Problem details
Output, unchanged, the lines of the records below from the line containing "the sky, one" through the line containing "[(104, 23)]", including both of those lines.

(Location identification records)
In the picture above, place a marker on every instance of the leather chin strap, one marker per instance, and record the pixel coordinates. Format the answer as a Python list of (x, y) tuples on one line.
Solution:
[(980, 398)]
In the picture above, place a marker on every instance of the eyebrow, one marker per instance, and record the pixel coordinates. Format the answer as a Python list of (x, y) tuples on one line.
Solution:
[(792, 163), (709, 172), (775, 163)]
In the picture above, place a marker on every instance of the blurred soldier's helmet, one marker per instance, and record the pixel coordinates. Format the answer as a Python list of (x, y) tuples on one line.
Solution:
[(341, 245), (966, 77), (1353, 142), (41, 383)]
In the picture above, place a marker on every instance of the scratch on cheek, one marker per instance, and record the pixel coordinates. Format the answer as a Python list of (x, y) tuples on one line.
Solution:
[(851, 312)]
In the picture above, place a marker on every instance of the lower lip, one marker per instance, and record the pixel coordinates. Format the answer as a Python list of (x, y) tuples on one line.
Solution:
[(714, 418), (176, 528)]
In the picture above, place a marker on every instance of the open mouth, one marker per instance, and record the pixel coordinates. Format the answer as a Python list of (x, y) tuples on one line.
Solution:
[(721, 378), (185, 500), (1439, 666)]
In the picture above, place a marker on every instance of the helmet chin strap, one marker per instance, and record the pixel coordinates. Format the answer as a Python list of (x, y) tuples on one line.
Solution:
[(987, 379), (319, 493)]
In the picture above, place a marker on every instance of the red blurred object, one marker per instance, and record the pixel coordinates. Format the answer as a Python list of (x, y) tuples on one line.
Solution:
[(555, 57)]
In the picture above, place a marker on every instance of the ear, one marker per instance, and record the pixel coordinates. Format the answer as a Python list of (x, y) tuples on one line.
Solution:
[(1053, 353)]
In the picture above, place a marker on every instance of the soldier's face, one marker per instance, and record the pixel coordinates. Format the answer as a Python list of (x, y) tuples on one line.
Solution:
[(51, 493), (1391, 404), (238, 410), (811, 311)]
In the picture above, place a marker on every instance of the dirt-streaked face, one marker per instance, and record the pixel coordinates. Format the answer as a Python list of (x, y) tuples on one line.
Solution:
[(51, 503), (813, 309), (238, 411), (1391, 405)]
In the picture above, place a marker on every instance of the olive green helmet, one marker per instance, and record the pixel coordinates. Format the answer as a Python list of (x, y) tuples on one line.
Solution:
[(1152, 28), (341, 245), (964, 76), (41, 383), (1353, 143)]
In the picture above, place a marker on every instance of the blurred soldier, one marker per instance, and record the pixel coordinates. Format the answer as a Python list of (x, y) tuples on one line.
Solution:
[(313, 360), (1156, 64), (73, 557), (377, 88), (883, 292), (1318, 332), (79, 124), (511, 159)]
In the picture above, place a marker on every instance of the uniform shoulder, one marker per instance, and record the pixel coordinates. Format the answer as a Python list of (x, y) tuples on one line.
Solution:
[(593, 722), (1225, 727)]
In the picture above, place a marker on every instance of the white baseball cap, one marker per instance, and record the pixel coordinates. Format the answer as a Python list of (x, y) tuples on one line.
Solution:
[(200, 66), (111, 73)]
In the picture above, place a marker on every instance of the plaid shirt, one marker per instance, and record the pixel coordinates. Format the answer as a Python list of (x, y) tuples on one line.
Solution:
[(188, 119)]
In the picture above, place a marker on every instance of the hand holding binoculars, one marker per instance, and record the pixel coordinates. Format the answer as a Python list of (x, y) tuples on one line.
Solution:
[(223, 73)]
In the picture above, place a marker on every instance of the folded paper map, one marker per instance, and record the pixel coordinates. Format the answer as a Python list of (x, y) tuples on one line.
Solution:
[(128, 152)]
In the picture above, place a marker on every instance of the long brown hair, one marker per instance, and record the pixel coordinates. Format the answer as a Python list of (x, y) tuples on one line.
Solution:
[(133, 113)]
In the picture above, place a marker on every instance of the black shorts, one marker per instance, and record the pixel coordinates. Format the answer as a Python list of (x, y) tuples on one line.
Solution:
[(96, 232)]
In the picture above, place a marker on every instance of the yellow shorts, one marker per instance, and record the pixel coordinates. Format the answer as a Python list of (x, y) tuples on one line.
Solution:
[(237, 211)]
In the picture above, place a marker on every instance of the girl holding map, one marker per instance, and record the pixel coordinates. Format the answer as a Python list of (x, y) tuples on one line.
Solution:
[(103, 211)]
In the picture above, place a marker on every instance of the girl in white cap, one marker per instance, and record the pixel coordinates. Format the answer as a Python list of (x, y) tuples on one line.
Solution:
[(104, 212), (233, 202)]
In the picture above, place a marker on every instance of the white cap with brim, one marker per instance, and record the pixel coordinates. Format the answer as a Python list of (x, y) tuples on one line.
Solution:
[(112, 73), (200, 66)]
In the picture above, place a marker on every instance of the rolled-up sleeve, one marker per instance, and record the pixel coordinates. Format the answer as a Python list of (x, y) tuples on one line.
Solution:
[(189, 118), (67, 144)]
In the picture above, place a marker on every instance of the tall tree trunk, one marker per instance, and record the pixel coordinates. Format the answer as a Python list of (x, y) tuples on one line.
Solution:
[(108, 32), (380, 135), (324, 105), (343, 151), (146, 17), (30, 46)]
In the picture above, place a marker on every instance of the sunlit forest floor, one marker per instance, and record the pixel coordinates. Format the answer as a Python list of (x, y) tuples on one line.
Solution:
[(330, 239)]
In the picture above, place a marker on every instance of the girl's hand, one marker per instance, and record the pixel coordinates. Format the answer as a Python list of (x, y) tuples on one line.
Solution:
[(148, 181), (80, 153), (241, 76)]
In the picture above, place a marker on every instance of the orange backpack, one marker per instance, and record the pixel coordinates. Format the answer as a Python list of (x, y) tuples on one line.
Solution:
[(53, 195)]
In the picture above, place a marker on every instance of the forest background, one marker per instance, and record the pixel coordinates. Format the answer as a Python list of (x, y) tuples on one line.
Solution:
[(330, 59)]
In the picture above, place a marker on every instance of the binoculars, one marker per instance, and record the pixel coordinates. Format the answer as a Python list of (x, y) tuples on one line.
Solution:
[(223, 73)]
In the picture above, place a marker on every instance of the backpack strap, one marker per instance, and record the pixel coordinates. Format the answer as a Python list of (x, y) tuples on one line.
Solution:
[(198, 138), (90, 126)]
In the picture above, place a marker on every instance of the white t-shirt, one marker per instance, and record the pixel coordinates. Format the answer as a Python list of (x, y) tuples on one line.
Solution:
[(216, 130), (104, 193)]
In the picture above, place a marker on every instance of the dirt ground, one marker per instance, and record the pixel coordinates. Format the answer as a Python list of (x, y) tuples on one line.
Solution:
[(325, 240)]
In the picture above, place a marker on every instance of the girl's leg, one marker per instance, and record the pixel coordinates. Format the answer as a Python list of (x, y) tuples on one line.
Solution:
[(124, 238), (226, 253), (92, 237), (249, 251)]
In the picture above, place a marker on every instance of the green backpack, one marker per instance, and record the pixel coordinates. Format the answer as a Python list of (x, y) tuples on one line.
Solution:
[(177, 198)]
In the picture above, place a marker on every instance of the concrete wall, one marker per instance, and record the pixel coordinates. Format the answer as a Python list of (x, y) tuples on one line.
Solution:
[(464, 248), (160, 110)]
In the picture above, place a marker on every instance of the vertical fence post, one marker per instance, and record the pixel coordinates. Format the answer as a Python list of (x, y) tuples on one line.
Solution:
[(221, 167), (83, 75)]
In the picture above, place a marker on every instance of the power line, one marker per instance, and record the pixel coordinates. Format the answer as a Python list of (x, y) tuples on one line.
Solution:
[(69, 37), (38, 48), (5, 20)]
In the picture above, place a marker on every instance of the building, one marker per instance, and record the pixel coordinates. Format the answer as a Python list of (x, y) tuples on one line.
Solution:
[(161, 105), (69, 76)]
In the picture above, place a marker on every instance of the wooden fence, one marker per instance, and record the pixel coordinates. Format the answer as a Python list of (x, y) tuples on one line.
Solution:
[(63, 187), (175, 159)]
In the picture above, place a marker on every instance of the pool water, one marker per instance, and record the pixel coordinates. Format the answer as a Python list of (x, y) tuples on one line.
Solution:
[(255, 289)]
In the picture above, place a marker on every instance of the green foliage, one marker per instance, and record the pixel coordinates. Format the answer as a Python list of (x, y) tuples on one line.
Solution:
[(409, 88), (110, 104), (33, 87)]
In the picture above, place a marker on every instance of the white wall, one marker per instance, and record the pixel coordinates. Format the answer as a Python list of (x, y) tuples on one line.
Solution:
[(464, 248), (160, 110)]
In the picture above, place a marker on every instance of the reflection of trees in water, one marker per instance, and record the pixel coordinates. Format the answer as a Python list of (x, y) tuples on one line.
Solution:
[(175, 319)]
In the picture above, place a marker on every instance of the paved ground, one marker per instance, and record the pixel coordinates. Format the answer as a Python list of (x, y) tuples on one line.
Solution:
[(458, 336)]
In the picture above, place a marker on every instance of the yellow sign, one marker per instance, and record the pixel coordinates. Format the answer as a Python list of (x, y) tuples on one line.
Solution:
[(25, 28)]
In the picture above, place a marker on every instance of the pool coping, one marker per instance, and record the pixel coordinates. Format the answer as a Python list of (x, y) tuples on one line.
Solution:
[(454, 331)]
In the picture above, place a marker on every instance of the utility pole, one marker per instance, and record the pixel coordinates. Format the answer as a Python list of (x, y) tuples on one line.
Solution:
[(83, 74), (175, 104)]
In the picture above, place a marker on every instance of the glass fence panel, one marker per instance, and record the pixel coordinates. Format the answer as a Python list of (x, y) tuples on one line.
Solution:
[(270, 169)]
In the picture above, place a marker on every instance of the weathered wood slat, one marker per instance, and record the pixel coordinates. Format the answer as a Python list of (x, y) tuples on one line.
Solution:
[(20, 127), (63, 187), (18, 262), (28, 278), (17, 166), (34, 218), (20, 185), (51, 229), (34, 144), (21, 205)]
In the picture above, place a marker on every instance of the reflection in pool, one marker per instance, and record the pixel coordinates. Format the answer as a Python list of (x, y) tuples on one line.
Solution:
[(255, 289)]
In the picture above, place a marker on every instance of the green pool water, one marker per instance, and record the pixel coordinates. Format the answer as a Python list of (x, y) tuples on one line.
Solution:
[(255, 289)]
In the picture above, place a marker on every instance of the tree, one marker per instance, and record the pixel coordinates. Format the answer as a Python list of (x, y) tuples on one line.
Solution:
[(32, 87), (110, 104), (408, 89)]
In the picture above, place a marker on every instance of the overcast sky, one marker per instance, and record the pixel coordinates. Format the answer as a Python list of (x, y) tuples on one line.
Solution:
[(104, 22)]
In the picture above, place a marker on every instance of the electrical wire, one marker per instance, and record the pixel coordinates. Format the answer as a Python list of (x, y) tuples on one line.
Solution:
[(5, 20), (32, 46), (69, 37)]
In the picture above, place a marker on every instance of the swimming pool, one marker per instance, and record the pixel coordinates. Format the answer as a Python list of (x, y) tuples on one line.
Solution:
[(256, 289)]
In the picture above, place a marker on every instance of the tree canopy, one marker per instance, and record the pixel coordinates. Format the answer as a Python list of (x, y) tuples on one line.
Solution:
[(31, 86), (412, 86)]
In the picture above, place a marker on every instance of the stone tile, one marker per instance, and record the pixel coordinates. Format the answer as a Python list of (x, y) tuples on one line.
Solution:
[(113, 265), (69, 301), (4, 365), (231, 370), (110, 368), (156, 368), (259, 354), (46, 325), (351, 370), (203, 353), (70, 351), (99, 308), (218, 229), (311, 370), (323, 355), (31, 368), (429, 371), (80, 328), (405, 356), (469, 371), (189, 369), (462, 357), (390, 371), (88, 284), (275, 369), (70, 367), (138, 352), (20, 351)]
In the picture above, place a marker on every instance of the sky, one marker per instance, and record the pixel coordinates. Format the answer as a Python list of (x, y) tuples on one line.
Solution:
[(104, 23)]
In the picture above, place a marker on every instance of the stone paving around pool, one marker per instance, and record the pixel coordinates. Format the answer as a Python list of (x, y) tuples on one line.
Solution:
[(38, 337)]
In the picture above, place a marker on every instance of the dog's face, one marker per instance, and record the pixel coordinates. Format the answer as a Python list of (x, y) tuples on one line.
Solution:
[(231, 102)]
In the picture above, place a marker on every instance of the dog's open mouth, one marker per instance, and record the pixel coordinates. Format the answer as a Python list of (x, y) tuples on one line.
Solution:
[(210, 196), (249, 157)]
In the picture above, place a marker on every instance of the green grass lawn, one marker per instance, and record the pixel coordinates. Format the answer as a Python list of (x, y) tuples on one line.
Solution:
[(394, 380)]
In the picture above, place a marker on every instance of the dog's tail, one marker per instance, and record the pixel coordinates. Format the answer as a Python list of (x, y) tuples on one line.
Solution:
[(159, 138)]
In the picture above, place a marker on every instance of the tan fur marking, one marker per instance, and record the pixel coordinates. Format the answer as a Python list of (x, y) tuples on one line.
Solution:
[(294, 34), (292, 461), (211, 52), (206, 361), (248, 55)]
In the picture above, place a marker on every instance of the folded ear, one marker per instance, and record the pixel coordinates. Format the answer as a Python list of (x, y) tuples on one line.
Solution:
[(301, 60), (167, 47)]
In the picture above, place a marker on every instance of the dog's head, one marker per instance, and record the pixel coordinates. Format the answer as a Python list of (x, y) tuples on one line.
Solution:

Worked answer
In the picture above, place a marker on every instance of the sky, one marker per instance, and record the pixel coordinates. Format the answer as a Python list of (x, y) tuples on one line.
Solution:
[(104, 23)]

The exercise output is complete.